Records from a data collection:
───

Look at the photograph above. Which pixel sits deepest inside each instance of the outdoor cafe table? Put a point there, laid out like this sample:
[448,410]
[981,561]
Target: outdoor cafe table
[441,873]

───

## PROBLEM STATEMENT
All of the records must be repeated exactly.

## EXERCISE RESPONSE
Look at the photograph above. Which pixel sits deepest inside each instance of the outdoor cafe table? Put a point there, laid out like this sample:
[448,410]
[981,561]
Target: outdoor cafe table
[441,873]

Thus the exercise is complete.